• [Work required]: Repeat the lines from the one holding "Practice. Annotate every instance of the cliff" through the one holding "x=177 y=277", including both of those lines.

(Stored data entries)
________________________________________

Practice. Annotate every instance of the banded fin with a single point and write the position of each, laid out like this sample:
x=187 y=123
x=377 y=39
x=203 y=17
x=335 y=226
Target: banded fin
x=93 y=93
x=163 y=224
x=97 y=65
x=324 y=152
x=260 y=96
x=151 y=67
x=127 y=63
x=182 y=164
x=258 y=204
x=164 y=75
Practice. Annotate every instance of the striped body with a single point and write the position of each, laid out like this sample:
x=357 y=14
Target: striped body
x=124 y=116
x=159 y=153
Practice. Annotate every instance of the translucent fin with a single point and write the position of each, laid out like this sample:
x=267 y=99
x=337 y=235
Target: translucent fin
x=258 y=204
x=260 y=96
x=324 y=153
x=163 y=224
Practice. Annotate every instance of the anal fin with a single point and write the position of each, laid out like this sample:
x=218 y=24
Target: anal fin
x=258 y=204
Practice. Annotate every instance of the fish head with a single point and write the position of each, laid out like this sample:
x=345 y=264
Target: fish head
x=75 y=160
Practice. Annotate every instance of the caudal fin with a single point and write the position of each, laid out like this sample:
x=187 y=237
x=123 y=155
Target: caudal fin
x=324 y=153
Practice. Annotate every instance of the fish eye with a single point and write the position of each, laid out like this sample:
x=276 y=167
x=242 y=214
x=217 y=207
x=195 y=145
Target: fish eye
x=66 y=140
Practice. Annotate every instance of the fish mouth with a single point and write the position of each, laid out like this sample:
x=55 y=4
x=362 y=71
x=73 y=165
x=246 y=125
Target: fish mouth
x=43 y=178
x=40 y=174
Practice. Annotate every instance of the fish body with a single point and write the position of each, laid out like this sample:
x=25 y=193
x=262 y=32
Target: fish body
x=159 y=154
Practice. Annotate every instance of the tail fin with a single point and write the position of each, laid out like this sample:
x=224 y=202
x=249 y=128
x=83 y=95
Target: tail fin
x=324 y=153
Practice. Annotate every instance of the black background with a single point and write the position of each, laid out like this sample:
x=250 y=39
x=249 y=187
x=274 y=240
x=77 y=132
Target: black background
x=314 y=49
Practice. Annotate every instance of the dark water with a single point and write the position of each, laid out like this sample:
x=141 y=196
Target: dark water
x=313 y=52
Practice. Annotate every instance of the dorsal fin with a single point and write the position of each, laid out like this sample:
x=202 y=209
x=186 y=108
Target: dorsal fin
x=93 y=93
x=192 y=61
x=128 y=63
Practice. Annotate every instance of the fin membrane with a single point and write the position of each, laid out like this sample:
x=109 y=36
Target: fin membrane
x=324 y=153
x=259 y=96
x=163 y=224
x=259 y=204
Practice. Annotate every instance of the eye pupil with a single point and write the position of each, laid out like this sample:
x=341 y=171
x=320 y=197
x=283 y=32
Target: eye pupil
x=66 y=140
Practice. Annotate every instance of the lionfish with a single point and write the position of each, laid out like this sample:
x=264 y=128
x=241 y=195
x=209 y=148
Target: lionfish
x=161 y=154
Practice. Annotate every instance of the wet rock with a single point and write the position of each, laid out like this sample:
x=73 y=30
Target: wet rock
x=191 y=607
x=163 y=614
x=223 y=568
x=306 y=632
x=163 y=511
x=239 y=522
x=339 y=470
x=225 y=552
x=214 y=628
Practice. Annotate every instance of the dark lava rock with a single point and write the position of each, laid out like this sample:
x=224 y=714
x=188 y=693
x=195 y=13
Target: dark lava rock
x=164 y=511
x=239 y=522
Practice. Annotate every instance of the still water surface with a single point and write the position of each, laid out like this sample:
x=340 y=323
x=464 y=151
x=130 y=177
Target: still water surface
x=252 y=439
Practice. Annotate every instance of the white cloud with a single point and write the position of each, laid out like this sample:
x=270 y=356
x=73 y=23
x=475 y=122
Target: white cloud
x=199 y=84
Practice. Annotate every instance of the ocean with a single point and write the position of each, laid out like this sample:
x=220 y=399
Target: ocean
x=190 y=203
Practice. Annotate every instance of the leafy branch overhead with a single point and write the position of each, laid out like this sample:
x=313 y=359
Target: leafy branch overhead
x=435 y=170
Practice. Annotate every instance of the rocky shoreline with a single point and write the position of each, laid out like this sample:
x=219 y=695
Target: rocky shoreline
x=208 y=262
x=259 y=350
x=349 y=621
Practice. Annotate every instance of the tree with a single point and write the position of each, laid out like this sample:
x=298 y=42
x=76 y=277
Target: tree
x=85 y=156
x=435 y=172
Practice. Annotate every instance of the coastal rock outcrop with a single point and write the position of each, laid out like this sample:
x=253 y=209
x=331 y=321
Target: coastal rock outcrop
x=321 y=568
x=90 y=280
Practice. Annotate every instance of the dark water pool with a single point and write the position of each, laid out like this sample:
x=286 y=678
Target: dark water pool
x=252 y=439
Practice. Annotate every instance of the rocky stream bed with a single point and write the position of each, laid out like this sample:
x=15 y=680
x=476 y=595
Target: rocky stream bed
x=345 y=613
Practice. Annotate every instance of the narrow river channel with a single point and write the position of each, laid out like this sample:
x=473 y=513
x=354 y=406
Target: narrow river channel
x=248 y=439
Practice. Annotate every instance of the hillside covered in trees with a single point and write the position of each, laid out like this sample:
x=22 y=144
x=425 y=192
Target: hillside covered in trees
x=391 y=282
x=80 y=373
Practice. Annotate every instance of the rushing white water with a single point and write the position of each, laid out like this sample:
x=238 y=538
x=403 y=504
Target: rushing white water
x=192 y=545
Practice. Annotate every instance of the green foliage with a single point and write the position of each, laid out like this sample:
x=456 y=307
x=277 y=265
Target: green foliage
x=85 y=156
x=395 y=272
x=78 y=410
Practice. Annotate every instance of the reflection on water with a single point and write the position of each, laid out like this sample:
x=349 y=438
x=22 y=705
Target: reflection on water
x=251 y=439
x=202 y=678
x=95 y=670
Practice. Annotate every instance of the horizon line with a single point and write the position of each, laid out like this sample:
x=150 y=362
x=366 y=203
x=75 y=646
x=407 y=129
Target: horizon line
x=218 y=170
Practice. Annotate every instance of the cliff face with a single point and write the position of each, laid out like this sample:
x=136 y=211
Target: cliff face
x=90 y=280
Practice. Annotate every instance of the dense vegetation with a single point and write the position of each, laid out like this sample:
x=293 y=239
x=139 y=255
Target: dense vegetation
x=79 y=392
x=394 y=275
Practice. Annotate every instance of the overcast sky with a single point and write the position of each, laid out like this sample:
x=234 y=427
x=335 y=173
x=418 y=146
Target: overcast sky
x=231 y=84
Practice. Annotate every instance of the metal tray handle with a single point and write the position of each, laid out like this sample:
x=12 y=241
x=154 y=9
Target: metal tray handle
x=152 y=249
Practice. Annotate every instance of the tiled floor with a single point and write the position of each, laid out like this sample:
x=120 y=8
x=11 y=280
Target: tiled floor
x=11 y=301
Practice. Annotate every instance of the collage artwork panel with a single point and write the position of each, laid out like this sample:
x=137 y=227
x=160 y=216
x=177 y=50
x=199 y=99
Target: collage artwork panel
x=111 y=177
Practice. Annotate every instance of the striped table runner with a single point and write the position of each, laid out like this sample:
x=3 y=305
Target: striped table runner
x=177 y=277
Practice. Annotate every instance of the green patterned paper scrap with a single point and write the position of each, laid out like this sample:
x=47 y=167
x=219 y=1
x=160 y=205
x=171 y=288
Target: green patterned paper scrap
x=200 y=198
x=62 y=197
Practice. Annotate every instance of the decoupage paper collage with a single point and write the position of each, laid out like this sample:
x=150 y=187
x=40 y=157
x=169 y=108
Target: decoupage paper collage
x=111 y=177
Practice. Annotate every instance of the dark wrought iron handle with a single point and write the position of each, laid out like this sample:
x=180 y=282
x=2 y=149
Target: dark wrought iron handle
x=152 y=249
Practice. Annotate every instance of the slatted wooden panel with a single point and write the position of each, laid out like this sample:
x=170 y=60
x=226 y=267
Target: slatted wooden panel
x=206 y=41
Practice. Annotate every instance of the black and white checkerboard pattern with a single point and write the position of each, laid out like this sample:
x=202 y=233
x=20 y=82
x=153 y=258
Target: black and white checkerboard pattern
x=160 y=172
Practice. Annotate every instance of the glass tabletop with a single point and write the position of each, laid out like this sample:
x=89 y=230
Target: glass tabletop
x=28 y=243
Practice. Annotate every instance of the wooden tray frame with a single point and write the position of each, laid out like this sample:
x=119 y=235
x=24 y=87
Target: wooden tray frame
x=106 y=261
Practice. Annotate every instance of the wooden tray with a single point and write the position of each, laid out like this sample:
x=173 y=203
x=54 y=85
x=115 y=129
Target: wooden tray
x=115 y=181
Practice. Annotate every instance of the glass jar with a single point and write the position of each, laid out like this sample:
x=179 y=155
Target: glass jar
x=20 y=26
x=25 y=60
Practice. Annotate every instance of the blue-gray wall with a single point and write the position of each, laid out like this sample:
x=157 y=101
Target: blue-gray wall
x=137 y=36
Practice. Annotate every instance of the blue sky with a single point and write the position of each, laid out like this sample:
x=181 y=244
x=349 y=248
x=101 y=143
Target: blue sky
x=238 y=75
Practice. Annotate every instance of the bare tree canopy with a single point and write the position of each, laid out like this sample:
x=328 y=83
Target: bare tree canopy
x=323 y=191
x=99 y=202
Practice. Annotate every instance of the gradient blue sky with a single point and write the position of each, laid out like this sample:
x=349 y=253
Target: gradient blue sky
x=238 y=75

________________________________________

• [Solution for this exercise]:
Practice. Annotate every instance of the cliff face with a single point and write the position of each, laid out like this sample:
x=136 y=211
Target: cliff face
x=90 y=280
Practice. Annotate every instance of the dense vegetation with a single point and write the position of each, laid out like this sample:
x=293 y=239
x=139 y=255
Target: dense vegetation
x=79 y=392
x=394 y=275
Practice. Annotate every instance of the overcast sky with a single point and write the position of each, laid out like this sample:
x=234 y=427
x=335 y=173
x=418 y=146
Target: overcast sky
x=231 y=84
Practice. Annotate every instance of the metal tray handle with a single point and write the position of each, laid out like this sample:
x=12 y=241
x=154 y=9
Target: metal tray handle
x=152 y=249
Practice. Annotate every instance of the tiled floor with a single point and write the position of each, laid out like this sample:
x=120 y=8
x=11 y=280
Target: tiled floor
x=11 y=301
Practice. Annotate every instance of the collage artwork panel with a single point and write the position of each, laid out like this sample:
x=137 y=227
x=160 y=216
x=177 y=50
x=199 y=99
Target: collage artwork panel
x=111 y=177
Practice. Annotate every instance of the striped table runner with a single point and write the position of each, laid out like this sample:
x=3 y=305
Target: striped table runner
x=177 y=277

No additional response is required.